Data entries
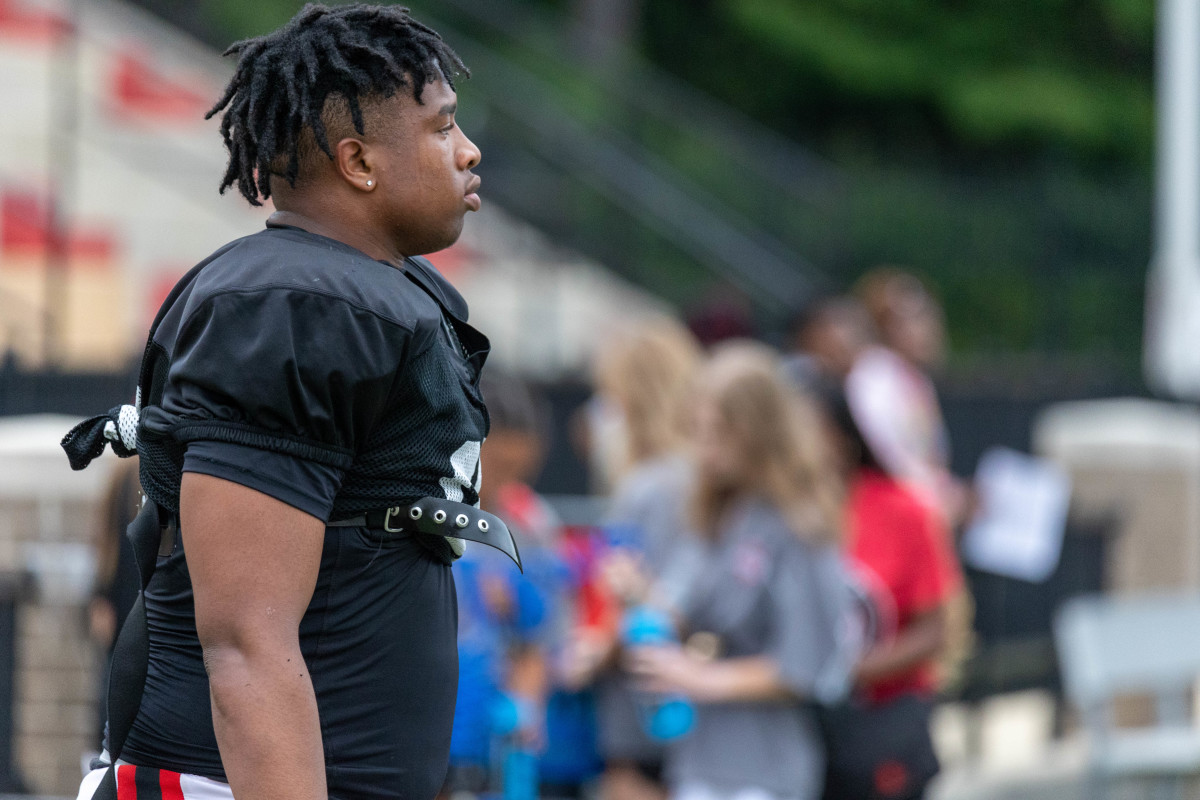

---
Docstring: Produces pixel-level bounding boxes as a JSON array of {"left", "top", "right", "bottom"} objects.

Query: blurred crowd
[{"left": 91, "top": 269, "right": 971, "bottom": 800}]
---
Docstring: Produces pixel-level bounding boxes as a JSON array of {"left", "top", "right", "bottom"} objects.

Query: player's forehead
[{"left": 360, "top": 78, "right": 458, "bottom": 126}]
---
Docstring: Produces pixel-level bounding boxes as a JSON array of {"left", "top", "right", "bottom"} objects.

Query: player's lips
[{"left": 463, "top": 176, "right": 484, "bottom": 211}]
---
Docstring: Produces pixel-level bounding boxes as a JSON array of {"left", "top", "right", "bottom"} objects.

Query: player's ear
[{"left": 334, "top": 137, "right": 377, "bottom": 192}]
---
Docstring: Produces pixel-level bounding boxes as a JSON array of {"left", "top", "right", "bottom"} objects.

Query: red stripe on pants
[
  {"left": 162, "top": 770, "right": 184, "bottom": 800},
  {"left": 116, "top": 764, "right": 138, "bottom": 800}
]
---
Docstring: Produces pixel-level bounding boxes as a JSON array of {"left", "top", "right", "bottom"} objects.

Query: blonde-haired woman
[
  {"left": 632, "top": 343, "right": 848, "bottom": 800},
  {"left": 580, "top": 318, "right": 703, "bottom": 800}
]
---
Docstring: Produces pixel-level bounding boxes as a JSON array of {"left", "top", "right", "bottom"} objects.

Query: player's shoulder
[{"left": 187, "top": 228, "right": 448, "bottom": 330}]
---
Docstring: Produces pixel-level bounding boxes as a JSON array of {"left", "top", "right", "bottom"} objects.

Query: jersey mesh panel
[{"left": 332, "top": 332, "right": 487, "bottom": 519}]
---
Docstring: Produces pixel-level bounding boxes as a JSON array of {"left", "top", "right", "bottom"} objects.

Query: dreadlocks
[{"left": 204, "top": 4, "right": 470, "bottom": 205}]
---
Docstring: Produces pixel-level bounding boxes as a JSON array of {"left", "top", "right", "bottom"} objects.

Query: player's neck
[{"left": 266, "top": 209, "right": 404, "bottom": 265}]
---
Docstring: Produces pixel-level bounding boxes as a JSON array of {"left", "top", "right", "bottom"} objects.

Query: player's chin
[{"left": 418, "top": 219, "right": 466, "bottom": 255}]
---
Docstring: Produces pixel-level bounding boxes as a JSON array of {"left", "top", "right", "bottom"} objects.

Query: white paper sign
[{"left": 962, "top": 447, "right": 1070, "bottom": 583}]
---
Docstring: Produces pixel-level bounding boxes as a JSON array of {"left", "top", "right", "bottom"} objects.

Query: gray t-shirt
[
  {"left": 596, "top": 456, "right": 691, "bottom": 763},
  {"left": 667, "top": 501, "right": 848, "bottom": 800}
]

PROBLEM REQUIREMENTS:
Locate each line in the rows above that contains the word "player" and copy those lines. Case counts.

RESULT FOR THIS TASK:
Query: player's forehead
Query: player's lips
Query: player's ear
Query: player's shoulder
Query: player's neck
Query: player's chin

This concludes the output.